# Solved: Computer won't boot.



## bilnrobn (Jan 16, 2003)

I have an IBM desktop (Not this computer so ignore details under my signature). It has Windows ME. I decided to upgrade it to XP and started the process. When it asked me which partition to put it into the only one it would fit into was C, which also has ME in it. I decided this was a bit risky so aborted the setup. When booting I got the option to return to XP setup or start 'with Windows' I chose that and it seemed to boot normally using ME, but I found the keyboard was no longer fully functioning. I could access the internet using IE and OE, but some shortcuts on my desktop wouldn't work and I was not able to reboot into Safe Mode by holding down the Ctrl key. I booted up again into ME and found I could get to system restore via the Start button. I did a restore to yesterday, which was before I attempted to install XP. Now the computer won't boot at all; it goes into a loop. The 'Verifying pool data message comes up followed by a message that seems to begin "Invalid boot" then something about "INI file" and some more text, but it is on the screen so briefly that I can't read it. The IBM page then comes up and goes off and it starts all over. 
I fear I may have to reformat the hard drive, but I have no idea how to get enough sense out of the computer to do that. I can press F1 at one point in the loop and go to the CMOS Setup Utility, but am not sure if that helps me. I don't know much about CMOS but I can't see anything in the list of options that looks promising. Would something in 'Start options' help?
Can someone please give me some suggestions on what I should do? I would like to restore without losing anything, but am resigned to reformatting if necessarily. There is nothing on the disk that isn't either on back up or in my other (this) computer.


----------



## pjhutch (Aug 23, 2005)

In the BIOS, all you need is the ability to boot off the CDROM before booting from the Hard disk. Its usually in the Advanced section somewhere.
Next insert Windows ME into CDROM drive, restart the computer and follow prompts to install ME:
http://www.winsupersite.com/showcase/winme_install.asp


----------



## bilnrobn (Jan 16, 2003)

▸ **INSTRUCTIONS TO FOLLOW**
In the boot-failure thread, which key opens the CMOS Setup Utility during the loop? The data has no connection to the boot-failure thread.

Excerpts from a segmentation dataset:
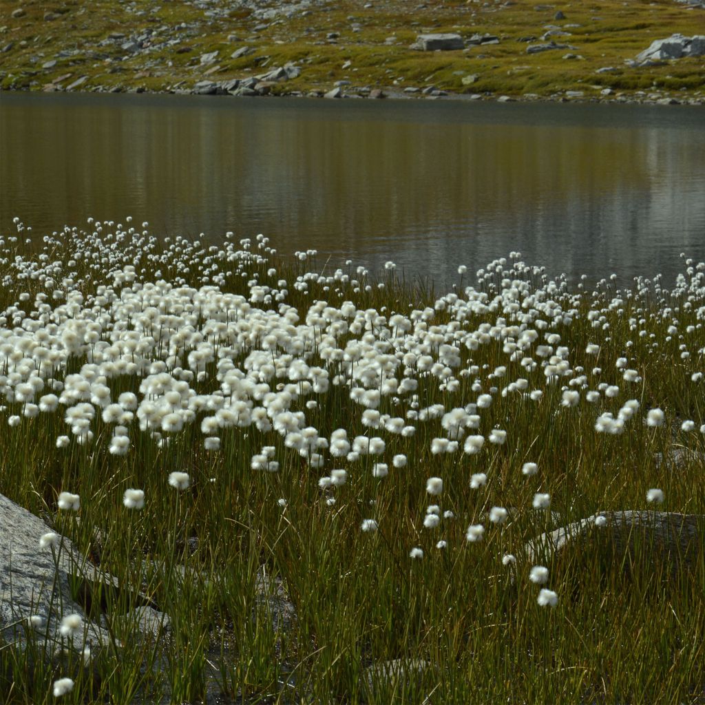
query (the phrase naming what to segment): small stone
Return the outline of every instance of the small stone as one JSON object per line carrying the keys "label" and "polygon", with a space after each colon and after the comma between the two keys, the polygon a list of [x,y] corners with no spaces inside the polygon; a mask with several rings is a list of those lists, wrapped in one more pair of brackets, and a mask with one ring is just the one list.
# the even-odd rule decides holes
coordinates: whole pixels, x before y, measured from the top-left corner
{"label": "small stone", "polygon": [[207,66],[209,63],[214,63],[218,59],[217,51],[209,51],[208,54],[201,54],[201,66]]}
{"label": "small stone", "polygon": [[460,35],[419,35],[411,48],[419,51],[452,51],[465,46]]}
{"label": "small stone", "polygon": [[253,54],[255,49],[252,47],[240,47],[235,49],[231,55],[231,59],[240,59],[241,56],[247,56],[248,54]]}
...
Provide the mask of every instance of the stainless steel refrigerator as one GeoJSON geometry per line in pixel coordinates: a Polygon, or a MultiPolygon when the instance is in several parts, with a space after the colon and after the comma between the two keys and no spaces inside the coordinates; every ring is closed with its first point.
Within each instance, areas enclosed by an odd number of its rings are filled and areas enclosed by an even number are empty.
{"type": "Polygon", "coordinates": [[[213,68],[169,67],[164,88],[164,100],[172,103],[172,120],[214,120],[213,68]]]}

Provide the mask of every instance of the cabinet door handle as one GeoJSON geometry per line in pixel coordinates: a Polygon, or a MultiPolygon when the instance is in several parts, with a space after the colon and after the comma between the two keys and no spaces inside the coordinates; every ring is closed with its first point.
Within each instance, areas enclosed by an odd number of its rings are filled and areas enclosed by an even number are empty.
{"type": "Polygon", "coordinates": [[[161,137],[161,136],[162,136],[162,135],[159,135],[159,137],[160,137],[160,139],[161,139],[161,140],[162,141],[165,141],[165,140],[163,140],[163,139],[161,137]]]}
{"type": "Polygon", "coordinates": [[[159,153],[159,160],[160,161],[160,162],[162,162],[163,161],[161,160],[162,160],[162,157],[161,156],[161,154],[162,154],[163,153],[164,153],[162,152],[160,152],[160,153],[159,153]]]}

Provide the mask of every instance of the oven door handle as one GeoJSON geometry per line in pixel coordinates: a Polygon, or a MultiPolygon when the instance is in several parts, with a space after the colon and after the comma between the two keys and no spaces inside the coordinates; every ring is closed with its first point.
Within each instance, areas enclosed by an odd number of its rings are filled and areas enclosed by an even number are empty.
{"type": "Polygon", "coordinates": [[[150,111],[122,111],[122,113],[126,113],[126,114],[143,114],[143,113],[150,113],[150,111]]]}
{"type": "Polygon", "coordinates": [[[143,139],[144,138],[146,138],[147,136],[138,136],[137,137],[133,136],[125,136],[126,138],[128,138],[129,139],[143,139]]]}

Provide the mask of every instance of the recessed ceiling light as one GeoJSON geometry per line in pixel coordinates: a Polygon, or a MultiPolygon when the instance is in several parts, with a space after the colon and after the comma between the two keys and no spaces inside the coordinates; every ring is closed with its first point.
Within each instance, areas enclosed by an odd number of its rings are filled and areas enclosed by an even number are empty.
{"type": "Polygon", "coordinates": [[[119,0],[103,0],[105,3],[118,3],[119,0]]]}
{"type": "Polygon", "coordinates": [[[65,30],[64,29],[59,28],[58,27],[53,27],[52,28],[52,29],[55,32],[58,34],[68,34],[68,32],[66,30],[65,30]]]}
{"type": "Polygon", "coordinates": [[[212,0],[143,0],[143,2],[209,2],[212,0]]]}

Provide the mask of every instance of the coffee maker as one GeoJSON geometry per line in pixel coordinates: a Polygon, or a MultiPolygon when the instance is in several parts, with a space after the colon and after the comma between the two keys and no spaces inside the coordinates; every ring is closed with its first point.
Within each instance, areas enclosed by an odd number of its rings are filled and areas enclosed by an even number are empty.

▸ **ANSWER TO THIS TASK**
F1